**REQUEST:** Locate each line in the material below that contains the word "caption", and copy those lines.

Bounding-box records
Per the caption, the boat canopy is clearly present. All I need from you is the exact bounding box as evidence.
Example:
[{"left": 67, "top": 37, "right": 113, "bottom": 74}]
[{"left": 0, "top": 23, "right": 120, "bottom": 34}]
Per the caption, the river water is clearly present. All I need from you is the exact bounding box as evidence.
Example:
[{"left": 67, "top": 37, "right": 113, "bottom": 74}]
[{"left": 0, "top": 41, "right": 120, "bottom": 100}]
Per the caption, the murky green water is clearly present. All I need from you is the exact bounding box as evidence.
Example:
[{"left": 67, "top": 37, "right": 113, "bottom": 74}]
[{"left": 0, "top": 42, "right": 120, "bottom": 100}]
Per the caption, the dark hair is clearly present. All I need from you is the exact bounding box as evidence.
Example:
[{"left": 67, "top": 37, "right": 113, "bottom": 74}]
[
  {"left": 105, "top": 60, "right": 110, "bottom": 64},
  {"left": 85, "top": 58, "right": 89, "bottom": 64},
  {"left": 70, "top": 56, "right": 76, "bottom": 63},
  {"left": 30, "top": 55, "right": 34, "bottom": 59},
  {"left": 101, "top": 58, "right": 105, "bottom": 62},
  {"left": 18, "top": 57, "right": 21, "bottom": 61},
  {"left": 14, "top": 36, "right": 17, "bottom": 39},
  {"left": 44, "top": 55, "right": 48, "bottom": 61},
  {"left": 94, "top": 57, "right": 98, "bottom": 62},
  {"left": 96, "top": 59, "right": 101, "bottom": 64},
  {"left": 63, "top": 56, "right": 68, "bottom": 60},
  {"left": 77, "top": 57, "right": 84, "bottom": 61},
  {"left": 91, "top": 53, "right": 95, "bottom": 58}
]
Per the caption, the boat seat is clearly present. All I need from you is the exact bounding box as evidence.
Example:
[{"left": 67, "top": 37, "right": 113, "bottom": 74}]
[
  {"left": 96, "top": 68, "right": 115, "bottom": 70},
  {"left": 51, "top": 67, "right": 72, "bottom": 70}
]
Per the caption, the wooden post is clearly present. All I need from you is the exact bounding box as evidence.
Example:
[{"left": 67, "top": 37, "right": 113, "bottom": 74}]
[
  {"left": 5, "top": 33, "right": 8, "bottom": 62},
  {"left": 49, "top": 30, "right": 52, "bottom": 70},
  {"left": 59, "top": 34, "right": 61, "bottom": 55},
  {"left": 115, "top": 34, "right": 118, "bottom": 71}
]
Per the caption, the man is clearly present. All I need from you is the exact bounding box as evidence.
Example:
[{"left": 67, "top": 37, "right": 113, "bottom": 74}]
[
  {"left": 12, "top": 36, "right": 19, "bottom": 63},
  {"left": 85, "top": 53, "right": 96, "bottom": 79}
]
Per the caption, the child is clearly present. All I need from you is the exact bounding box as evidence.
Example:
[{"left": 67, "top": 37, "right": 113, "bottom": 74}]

**THE COMPLETED TASK:**
Per the caption, the boat canopy is clearly present. All I need from you is the exact bounding box as evidence.
Per the caption, the river water is clearly present. All I need from you is the exact bounding box as evidence.
Per the caption, the murky green water is clearly present. All I need from you is the exact bounding box as evidence.
Per the caption, the dark hair is clearly present. All I need from you is the exact bounding box as evidence.
Per the caption, the boat seat is clearly present. All I need from you is the exact bounding box as evidence.
Per the caption, the wooden post is clearly present. All I need from you is the exact bounding box as evidence.
Per the caption, the man is clearly present. All I need from you is the exact bounding box as evidence.
Per the caption, the child is clearly present. All I need from you is the exact bounding box as evidence.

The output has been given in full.